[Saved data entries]
--- start ---
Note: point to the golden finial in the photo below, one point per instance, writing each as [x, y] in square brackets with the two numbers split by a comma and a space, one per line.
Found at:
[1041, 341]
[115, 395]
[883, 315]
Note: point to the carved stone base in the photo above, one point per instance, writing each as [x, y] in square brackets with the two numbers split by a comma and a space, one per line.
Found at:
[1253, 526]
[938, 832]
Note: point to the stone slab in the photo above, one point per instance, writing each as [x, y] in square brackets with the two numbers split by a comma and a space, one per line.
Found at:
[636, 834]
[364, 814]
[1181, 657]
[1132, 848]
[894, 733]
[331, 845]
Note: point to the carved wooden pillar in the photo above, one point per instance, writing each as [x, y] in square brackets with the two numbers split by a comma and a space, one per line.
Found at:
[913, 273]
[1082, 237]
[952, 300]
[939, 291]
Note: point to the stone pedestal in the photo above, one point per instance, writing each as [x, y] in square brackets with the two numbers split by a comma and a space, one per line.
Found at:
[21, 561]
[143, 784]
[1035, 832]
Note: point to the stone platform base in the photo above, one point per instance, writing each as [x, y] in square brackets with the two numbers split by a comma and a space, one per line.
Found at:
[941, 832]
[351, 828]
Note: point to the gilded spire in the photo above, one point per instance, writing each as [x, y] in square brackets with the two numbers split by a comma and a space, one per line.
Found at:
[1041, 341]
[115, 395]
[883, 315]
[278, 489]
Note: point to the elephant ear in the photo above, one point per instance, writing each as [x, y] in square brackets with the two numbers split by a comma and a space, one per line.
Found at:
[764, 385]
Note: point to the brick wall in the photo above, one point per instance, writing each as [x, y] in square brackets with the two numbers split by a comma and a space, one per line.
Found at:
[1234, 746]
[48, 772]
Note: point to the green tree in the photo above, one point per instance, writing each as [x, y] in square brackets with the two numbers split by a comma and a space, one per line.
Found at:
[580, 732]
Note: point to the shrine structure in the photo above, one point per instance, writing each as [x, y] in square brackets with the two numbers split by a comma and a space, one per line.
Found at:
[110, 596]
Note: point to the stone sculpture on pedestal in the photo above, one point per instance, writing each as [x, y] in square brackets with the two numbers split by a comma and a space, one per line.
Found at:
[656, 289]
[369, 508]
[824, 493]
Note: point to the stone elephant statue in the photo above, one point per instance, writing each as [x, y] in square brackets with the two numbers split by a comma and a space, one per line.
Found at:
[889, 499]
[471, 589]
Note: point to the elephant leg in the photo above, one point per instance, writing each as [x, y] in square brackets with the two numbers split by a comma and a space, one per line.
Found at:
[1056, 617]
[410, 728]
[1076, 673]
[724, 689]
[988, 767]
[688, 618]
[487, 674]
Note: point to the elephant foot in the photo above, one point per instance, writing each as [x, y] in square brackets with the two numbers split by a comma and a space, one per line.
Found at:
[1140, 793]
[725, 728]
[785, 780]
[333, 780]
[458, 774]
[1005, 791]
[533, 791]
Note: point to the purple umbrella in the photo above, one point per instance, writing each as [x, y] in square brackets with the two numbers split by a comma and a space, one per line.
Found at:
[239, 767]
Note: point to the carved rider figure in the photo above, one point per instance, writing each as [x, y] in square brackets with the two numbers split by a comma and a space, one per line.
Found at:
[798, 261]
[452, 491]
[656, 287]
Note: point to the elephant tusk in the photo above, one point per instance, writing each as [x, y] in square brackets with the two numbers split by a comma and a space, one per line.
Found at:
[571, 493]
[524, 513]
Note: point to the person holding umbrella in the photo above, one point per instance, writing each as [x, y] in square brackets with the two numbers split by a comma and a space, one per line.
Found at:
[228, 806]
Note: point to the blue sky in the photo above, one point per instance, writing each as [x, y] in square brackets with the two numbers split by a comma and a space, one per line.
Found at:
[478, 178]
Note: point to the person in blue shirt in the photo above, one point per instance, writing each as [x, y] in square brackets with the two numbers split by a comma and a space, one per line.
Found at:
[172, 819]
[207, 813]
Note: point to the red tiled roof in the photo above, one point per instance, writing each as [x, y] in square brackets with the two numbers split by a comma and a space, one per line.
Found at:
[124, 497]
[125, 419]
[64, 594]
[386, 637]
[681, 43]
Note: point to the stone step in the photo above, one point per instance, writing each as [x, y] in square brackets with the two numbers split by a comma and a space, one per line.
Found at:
--- end ---
## GOAL
Recast the rows from the line containing "Note: point to the red" through the end of the rows as a Markdown table, with both ends included. Use the columns Number and Line, put one line in each table row, and leave out blank lines.

## THE OUTPUT
| Number | Line |
|---|---|
| 1 | Note: point to the red tiled roof in the photo above, one point per instance, writing each as [x, y] in square brackets with the two numbers split by a comma and a space, one per line. |
| 2 | Found at: |
| 3 | [124, 497] |
| 4 | [125, 419] |
| 5 | [64, 594] |
| 6 | [386, 637] |
| 7 | [681, 43] |
| 8 | Note: point to the stone step in the photo above, one point per instance, writing each as [x, y] in square brackets with the two numbers split by a comma and a space, one per line. |
| 9 | Found at: |